Oaklands Wolves have been forced to postpone their WBBL opener after it emerged their imports would have to sit out.

It means their trip to Caledonia Pride, scheduled for Sunday, will be postponed to later in the season with the Edinburgh outfit now also handed a delay to the start of their own 2020-21 campaign.

Covid-related, but not due to positive tests.

Despite booking travel, it was confirmed on New Year’s Eve that the Hertfordshire outfit’s five overseas players, all newly-arrived in the UK, were effectively barred from travelling to Scotland by quarantine rules which do not offer the same exemptions to professional sportspeople north of the border to immediately compete as they do in England.

“We had the numbers,” confirmed Wolves coach Lee Ryan. “Covid regulations in Scotland do not allow English teams to play their players that have exemptions. So we were without our five international players.

“We were all ready to go following all our rules correctly and then told we can’t.”

The rule differences across the border also means BBL teams bringing in players from overseas will not be able to have them travel for games at Glasgow Rocks until they have served a ten-day self-isolation period within the UK.

While earlier this week, Scottish League champions Falkirk Fury were forced to turn down a glamour clash against one of the giants of the British Basketball League due to lockdown rules.

The amateurs had won a wild card invite into the BBL Trophy with the potential of a David against Goliath clash on the table.

■ **Extracted data**
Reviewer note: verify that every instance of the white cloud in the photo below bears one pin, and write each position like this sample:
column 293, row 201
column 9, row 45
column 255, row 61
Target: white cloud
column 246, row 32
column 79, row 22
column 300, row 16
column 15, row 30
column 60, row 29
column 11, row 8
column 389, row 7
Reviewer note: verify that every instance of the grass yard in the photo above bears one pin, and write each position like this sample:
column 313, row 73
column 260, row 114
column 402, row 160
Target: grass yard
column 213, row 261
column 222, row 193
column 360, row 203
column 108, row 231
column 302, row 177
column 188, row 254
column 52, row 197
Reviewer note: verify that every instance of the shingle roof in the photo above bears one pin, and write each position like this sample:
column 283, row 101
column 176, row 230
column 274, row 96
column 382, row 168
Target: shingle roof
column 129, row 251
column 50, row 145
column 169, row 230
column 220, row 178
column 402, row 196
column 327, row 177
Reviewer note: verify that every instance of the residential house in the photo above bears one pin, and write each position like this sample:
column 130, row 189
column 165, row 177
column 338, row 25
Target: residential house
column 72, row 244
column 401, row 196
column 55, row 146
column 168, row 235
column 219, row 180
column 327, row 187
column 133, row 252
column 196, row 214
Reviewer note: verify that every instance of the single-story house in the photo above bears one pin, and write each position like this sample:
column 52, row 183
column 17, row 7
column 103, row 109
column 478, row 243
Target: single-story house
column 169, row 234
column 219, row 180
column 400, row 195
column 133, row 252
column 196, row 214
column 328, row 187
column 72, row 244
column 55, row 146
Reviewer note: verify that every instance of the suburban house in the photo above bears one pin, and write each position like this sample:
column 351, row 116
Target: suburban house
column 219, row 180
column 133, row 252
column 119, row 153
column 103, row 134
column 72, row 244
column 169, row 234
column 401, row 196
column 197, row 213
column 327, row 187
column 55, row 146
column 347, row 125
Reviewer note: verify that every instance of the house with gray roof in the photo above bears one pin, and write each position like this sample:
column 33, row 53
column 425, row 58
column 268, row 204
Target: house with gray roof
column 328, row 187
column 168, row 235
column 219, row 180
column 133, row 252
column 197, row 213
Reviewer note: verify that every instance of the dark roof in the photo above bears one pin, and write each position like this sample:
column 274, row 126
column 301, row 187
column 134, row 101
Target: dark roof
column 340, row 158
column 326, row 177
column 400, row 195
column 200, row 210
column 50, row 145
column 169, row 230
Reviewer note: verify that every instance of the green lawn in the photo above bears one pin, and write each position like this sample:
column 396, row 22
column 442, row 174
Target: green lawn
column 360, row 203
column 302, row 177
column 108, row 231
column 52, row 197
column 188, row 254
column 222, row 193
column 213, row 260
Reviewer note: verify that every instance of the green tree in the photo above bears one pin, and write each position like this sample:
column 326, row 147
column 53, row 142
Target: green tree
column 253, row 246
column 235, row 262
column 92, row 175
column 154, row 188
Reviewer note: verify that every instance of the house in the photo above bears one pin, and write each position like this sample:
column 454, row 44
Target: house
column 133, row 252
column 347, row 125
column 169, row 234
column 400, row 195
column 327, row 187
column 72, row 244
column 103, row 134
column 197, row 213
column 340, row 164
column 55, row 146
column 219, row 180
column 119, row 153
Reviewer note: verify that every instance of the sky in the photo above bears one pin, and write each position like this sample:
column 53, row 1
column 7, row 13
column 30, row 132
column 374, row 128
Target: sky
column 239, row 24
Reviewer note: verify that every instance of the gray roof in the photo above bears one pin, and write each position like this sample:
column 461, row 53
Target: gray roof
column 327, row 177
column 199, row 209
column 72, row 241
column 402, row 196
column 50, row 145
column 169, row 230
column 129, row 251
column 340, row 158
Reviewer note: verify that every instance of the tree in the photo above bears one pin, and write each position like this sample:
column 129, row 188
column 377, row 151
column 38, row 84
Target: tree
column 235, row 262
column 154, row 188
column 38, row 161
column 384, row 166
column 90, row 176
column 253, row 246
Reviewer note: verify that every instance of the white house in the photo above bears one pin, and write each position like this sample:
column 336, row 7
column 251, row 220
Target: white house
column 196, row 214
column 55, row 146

■ **List of tasks**
[A] In the report on the Oaklands Wolves postponement, how many overseas players were kept from traveling to Scotland?
[B] Continue the report on the Oaklands Wolves postponement from its last sentence.
The records can be set aside.

■ **Answers per task**
[A] Five.

[B]
But Sportscotland effectively barred the Fury from taking up their place on the grounds it is not an elite club, even though England’s non-league teams south of the border were given an exemption from Covid rules to train and play games against professional opponents.

And with doubts over whether they could even travel south of the border for an away tie, pulling out was the only option, coach John Bunyan admitted.

“Given the nature of the opposition and having had no meaningful training, that left us with no choice but to withdraw,” he said. “I believe there could have been a lot more dialogue back in September surrounding our training options and in turn our participation.

“It’s disappointing not just for Fury, but for the grassroots side of Scottish basketball, that participation in this event is now limited to one Scottish club.”

With the Scottish League’s 2020-21 campaign wiped out, Basketball Scotland have guaranteed that Falkirk can take up a spot in the following season’s Trophy.